(Referring expression pointing data)
== Segment start ==
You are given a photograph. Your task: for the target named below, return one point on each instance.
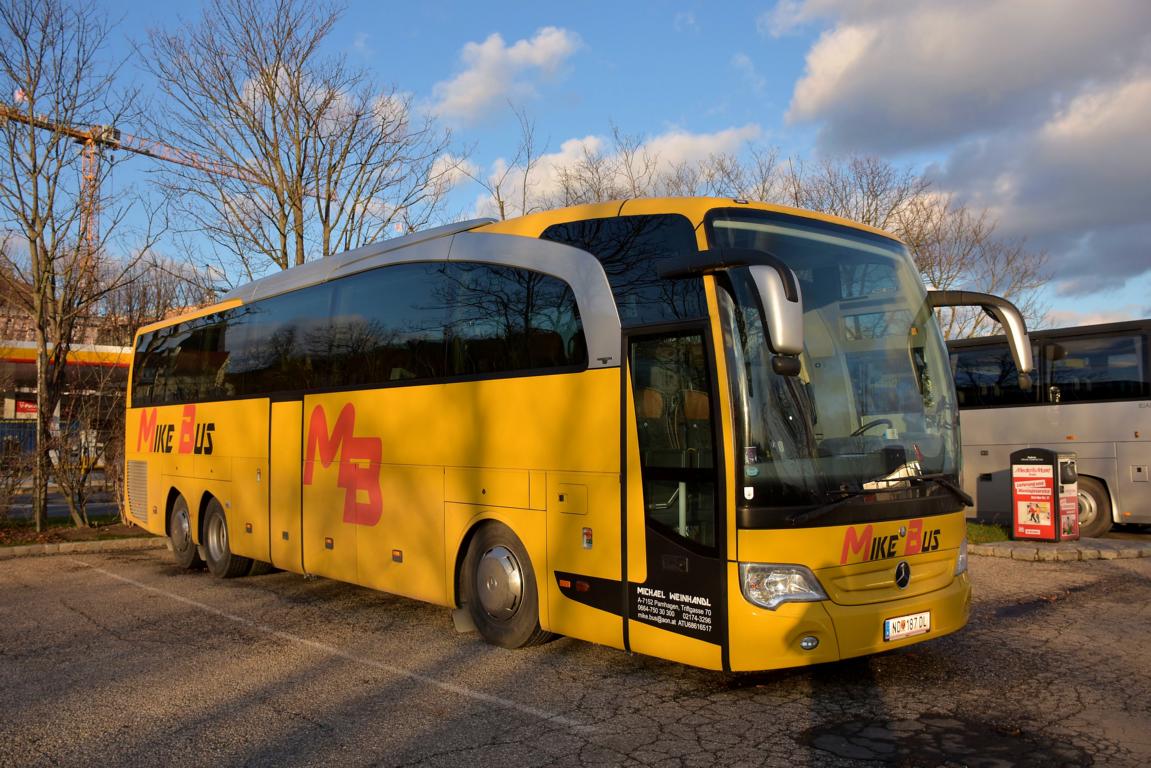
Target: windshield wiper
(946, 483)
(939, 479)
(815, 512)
== Segment end ==
== Segment start ==
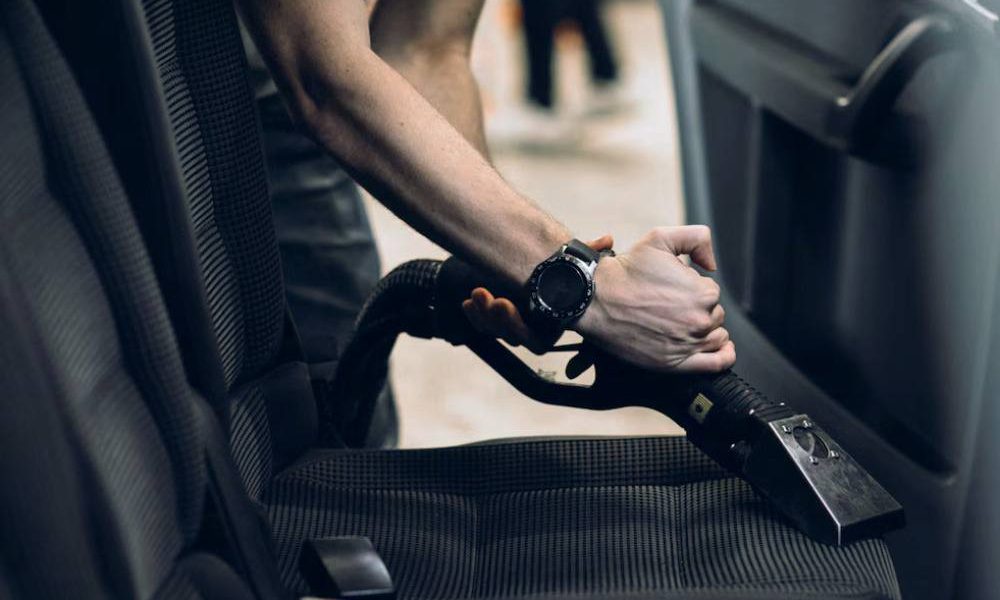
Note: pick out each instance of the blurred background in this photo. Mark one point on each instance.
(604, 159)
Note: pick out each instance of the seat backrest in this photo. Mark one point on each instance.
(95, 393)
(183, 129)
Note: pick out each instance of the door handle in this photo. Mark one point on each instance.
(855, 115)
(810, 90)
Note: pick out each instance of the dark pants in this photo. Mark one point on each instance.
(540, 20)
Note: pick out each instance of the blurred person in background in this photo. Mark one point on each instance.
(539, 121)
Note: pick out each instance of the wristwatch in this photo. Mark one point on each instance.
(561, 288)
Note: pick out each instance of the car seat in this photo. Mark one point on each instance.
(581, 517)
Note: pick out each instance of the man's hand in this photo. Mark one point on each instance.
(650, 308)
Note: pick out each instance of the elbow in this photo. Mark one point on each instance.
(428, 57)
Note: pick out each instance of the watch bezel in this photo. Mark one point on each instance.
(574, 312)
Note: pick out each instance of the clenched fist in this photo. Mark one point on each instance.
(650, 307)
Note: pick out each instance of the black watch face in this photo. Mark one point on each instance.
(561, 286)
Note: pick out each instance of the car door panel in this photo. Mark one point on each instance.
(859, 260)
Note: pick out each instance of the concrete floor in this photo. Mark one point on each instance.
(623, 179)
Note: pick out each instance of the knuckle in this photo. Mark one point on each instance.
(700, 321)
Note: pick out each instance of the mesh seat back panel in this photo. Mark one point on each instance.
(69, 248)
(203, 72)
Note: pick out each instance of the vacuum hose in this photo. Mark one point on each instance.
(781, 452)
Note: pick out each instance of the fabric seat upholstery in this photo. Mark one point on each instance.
== Segment end ==
• _Task brief_
Starting with the line that holds "Note: pick out each instance of the mesh" and ending with the line that holds "Note: pick out each instance of the fabric", retype every line in the data above exactly, and nothing else.

• _Solved problem_
Note: pick out each instance of the mesh seat back panel in this photo. Mark one point on each instance.
(69, 248)
(203, 72)
Note: pick out each instance of the vacuum hose in this photo. Mark one point on each instance.
(781, 452)
Note: pick out each instance of the fabric seat upholstery in this photo. Mark one point on each instance.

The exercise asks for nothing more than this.